• _Brief_
Repeat every one of the entries below word for word, but leave the pictures out.

[Entries from a point labeling set]
──────────────────────────────
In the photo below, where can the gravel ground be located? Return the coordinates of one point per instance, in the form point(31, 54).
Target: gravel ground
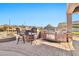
point(27, 49)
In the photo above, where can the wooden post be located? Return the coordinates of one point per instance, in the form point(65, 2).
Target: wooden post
point(69, 26)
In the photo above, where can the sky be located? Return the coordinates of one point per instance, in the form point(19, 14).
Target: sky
point(33, 14)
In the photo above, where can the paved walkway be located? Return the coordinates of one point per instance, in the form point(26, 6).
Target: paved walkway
point(28, 49)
──────────────────────────────
• _Answer to the problem_
In the photo below, where can the gravel ground be located? Return the coordinates of one point per instance, in the form point(31, 54).
Target: gravel ground
point(27, 49)
In the photo above, where can the wooden post be located? Return the coordinates of one point per instance, in the form point(65, 2).
Target: wooden post
point(69, 26)
In the photo above, where can the sky be located? Return the coordinates of one point per instance, in the form point(19, 14).
Target: sky
point(33, 14)
In the photo above, where can the paved walkway be located? Return the coordinates of one point per instance, in the form point(26, 6).
Target: paved walkway
point(28, 49)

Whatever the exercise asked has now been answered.